Reproduce the records below exactly as they appear.

[Segmentation mask data]
== == ==
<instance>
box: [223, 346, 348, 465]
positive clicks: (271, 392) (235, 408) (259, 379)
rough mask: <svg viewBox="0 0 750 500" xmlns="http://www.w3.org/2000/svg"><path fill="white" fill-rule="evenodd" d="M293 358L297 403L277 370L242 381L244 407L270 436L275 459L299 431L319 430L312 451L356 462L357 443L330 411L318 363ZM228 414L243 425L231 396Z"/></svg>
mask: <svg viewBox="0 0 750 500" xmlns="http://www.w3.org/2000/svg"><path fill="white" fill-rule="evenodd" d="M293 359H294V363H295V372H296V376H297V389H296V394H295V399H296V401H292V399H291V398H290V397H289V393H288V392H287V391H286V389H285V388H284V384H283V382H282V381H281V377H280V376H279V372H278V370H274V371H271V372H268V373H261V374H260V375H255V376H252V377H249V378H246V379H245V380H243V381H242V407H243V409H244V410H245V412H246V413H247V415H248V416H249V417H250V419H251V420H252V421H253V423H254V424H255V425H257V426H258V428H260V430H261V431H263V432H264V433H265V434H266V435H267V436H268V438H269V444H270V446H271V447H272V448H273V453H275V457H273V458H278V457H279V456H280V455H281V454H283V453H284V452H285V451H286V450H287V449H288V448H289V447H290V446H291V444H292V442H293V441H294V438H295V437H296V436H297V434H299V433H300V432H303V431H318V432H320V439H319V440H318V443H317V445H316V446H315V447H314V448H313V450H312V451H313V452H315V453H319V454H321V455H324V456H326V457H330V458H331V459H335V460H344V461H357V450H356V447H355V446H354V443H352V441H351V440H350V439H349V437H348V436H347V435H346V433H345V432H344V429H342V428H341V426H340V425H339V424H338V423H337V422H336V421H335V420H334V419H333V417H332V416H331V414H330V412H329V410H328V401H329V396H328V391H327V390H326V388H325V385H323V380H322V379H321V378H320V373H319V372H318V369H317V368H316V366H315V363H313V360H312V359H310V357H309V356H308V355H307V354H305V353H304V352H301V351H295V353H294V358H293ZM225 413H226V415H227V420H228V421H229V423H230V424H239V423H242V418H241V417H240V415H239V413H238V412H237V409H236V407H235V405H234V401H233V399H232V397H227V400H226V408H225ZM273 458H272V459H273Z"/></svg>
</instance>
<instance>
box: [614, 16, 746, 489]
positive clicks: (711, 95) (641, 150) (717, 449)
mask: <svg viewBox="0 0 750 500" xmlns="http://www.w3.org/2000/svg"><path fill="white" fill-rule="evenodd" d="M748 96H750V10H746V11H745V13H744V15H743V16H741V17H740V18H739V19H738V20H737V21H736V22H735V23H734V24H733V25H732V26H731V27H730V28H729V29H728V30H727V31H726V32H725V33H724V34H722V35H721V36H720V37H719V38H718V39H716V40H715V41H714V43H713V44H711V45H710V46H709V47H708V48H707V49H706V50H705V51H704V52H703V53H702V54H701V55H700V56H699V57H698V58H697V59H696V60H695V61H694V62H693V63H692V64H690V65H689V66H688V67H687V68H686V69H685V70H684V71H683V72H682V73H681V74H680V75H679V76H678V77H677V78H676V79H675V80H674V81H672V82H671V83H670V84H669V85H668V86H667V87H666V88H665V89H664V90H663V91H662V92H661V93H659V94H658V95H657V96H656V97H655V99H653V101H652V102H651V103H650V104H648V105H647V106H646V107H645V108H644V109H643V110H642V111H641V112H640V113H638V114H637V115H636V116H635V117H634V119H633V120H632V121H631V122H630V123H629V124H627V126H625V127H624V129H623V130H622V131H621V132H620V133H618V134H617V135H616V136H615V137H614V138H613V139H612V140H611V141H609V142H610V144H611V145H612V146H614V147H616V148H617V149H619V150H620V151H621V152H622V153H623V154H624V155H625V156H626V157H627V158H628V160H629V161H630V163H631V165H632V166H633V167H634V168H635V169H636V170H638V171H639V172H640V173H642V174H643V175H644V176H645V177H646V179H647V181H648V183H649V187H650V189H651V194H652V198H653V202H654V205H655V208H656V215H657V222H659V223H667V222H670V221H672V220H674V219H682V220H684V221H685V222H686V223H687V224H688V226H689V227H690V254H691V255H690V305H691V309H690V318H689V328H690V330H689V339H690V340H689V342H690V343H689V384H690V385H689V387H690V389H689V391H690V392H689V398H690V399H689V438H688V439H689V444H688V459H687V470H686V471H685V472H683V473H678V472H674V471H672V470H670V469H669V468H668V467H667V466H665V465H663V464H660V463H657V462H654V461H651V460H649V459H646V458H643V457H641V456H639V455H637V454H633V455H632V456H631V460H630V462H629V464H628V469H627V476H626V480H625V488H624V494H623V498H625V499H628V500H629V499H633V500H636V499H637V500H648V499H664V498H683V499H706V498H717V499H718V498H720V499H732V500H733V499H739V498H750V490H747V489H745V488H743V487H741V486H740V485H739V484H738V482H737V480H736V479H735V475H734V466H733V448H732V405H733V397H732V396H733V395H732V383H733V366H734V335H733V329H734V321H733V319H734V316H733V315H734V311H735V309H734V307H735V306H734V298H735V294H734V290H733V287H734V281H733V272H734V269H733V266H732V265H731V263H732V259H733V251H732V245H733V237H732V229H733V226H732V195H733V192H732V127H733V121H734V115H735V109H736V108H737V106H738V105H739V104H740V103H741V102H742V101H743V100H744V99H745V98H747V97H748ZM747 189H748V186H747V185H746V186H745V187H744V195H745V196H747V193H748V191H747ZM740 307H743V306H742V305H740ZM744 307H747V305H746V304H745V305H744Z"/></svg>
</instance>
== == ==
__Answer to this task__:
<instance>
box: [223, 346, 348, 465]
positive clicks: (271, 392) (235, 408) (259, 379)
rough mask: <svg viewBox="0 0 750 500" xmlns="http://www.w3.org/2000/svg"><path fill="white" fill-rule="evenodd" d="M293 358L297 403L277 370L242 381L244 407L270 436L275 459L299 431L319 430L312 451L356 462L357 443L330 411L318 363ZM228 414L243 425L231 396Z"/></svg>
mask: <svg viewBox="0 0 750 500" xmlns="http://www.w3.org/2000/svg"><path fill="white" fill-rule="evenodd" d="M293 359H294V363H295V372H296V376H297V389H296V394H295V399H296V401H292V399H291V398H290V397H289V393H288V392H287V391H286V389H285V388H284V384H283V382H282V381H281V377H280V376H279V372H278V370H274V371H271V372H268V373H261V374H260V375H255V376H252V377H249V378H246V379H245V380H243V381H242V407H243V409H244V410H245V412H246V413H247V415H248V416H249V417H250V419H251V420H252V421H253V423H254V424H255V425H257V426H258V428H260V430H261V431H263V432H264V433H265V434H266V435H267V436H268V438H269V444H270V446H271V447H272V448H273V453H275V457H273V458H278V457H279V456H280V455H281V454H283V453H284V452H285V451H286V450H287V449H288V448H289V447H290V446H291V444H292V442H293V441H294V438H295V437H296V436H297V434H299V433H300V432H303V431H318V432H320V439H319V440H318V443H317V445H316V446H315V447H314V448H313V450H312V451H313V452H315V453H319V454H321V455H324V456H326V457H330V458H331V459H335V460H344V461H357V450H356V447H355V446H354V443H352V441H351V440H350V439H349V437H348V436H347V435H346V433H345V432H344V429H342V428H341V426H340V425H339V424H338V423H337V422H336V421H335V420H334V419H333V417H332V416H331V414H330V412H329V410H328V401H329V396H328V391H327V390H326V388H325V385H323V380H322V379H321V378H320V373H319V372H318V369H317V368H316V366H315V363H313V360H312V359H310V357H309V356H308V355H307V354H305V353H304V352H301V351H295V353H294V358H293ZM225 413H226V415H227V420H228V421H229V423H230V424H239V423H242V418H241V417H240V415H239V413H238V412H237V409H236V407H235V405H234V401H233V399H232V397H227V400H226V408H225ZM273 458H272V459H273Z"/></svg>
</instance>
<instance>
box: [614, 16, 746, 489]
positive clicks: (711, 95) (641, 150) (717, 449)
mask: <svg viewBox="0 0 750 500" xmlns="http://www.w3.org/2000/svg"><path fill="white" fill-rule="evenodd" d="M748 96H750V10H746V11H745V13H744V15H743V16H741V17H740V18H739V19H738V20H737V21H736V22H735V23H734V24H733V25H732V26H731V27H730V28H729V29H728V30H727V31H726V32H725V33H724V34H722V35H721V36H720V37H719V38H718V39H716V40H715V41H714V43H713V44H711V45H710V46H709V47H708V48H707V49H706V50H705V51H704V52H703V53H702V54H701V55H700V56H699V57H698V58H697V59H696V60H695V61H694V62H693V63H692V64H690V65H689V66H688V67H687V68H686V69H685V70H684V71H683V72H682V73H681V74H680V75H679V76H678V77H677V78H676V79H675V80H674V81H672V82H671V83H670V84H669V85H668V86H667V87H666V88H665V89H664V90H663V91H662V92H661V93H659V94H658V95H657V96H656V97H655V99H653V101H652V102H651V103H650V104H648V105H647V106H646V107H645V108H644V109H643V110H642V111H641V112H640V113H638V114H637V115H636V116H635V117H634V119H633V120H632V121H631V122H630V123H629V124H627V126H625V127H624V129H623V130H622V131H621V132H620V133H618V134H617V135H616V136H615V137H614V138H613V139H612V140H611V141H609V142H610V144H611V145H612V146H614V147H616V148H617V149H619V150H620V151H621V152H622V153H623V154H624V155H625V156H626V157H627V158H628V160H629V161H630V163H631V165H632V166H633V167H634V168H635V169H636V170H638V171H639V172H640V173H642V174H643V175H644V176H645V177H646V179H647V181H648V183H649V187H650V189H651V194H652V198H653V202H654V205H655V208H656V215H657V222H659V223H667V222H670V221H672V220H674V219H682V220H684V221H685V222H686V223H687V224H688V226H689V227H690V254H691V255H690V305H691V309H690V318H689V328H690V330H689V339H690V340H689V342H690V343H689V384H690V385H689V387H690V389H689V391H690V392H689V398H690V399H689V438H688V439H689V444H688V459H687V470H686V471H685V472H683V473H678V472H674V471H672V470H670V469H669V468H668V467H667V466H665V465H663V464H660V463H657V462H654V461H651V460H649V459H646V458H643V457H641V456H639V455H637V454H633V455H632V456H631V460H630V462H629V464H628V469H627V476H626V480H625V488H624V494H623V498H625V499H628V500H629V499H633V500H636V499H637V500H648V499H664V498H683V499H706V498H717V499H718V498H720V499H732V500H733V499H739V498H750V490H747V489H745V488H743V487H741V486H740V485H739V484H738V482H737V480H736V479H735V475H734V466H733V448H732V405H733V397H732V396H733V395H732V383H733V366H734V335H733V329H734V321H733V319H734V316H733V315H734V311H735V309H734V307H735V306H734V298H735V294H734V290H733V287H734V281H733V272H734V269H733V266H732V265H731V263H732V259H733V251H732V245H733V237H732V229H733V226H732V195H733V192H732V127H733V121H734V115H735V109H736V108H737V106H738V105H739V104H740V103H741V102H742V101H743V100H744V99H745V98H747V97H748ZM747 189H748V186H747V185H746V186H745V187H744V195H745V196H747V193H748V191H747ZM740 307H743V306H742V305H740ZM744 307H747V305H746V304H745V305H744Z"/></svg>
</instance>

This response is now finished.